**What you have to do:**
Please answer these from the passage on the 0-6-2T engines below:
(a) Which locomotive do the boilers of the 0-6-2Ts closely resemble?
(b) In what color were the engines turned out?
(c) Which numbers did the engines carry under British Railways?

**Passage provided:**
The other innovation on these engines was the Belpaire firebox.  Unusual in the UK at this period the high first cost of this boiler told against light railway principles and is difficult to understand.  Nevertheless such boilers had recently been specified for Indian Railways by the locomotive industry's standards body (BESA) and Hawthorn Leslie would have been familiar with these specifications.  The 0-6-2Ts boilers in fact closely resemble those of the BESA standard metre gauge 4-6-0.

The engines were smartly turned out in Stephens' customary dark blue with copper cap chimney, dome covers and safety valve bases.  For most of the time as PDSWJR engines they ran without numbers.  Taken over by the London South Western Railway in 1922 as Nos 757 and 758, the Southern Railway in 1923 and British Railways in 1948 when they became 30757 and 30758, they continued to work on the Callington Branch largely on goods services but quite often substituting on passenger trains.  The arrival of Ivatt 2-6-2Ts in September 1952 made them redundant on the Callington Branch but they worked intermittently in the Plymouth area until moving to Eastleigh in mid-1956.  Lord St Leven hardly worked again but the Earl acted as shed and works pilot until withdrawn at the end of 1957.

**Supplied material:**
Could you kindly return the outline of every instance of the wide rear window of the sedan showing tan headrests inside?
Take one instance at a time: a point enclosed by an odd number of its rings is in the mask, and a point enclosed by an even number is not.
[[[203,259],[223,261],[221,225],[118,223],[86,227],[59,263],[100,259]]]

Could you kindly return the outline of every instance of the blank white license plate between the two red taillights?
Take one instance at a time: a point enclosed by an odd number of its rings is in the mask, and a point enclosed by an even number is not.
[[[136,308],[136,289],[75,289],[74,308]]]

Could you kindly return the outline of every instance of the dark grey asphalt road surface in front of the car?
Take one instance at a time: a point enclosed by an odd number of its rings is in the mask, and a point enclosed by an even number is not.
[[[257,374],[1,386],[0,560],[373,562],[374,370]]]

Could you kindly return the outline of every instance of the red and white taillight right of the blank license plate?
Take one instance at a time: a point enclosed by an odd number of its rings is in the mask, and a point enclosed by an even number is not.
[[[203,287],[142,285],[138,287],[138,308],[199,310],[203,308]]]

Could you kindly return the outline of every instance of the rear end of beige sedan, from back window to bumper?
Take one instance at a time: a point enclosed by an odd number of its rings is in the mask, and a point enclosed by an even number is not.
* * *
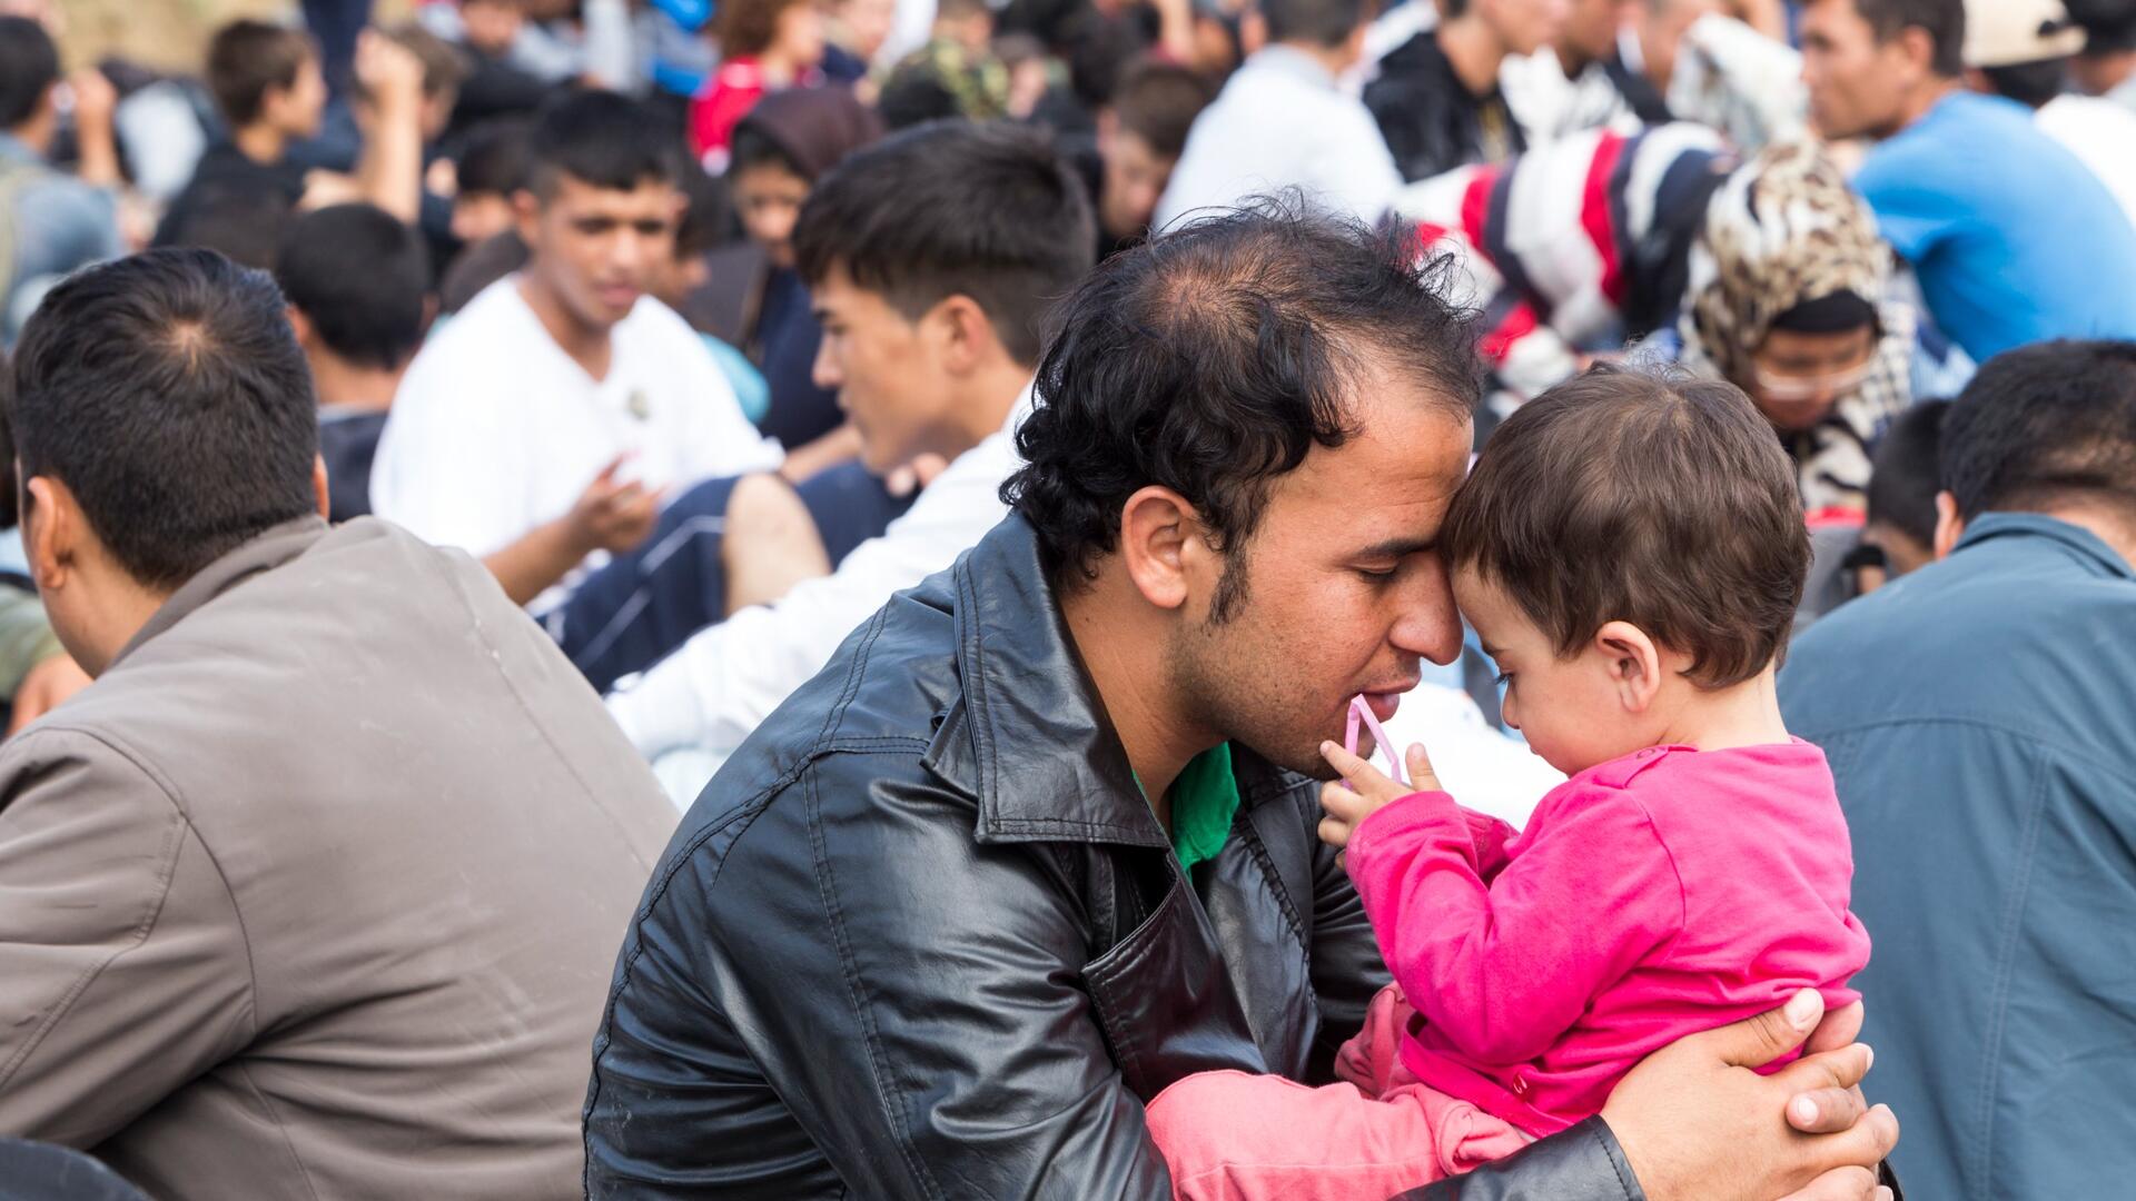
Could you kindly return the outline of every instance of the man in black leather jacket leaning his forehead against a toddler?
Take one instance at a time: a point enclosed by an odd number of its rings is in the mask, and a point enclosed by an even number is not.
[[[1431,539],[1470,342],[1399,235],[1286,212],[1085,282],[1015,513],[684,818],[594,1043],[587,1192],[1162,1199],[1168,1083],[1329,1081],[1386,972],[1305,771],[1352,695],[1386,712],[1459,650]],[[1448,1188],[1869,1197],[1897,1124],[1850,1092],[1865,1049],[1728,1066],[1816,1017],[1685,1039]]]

**Task response:**
(a) The BESA standard metre gauge 4-6-0.
(b) Stephens' customary dark blue.
(c) 30757 and 30758.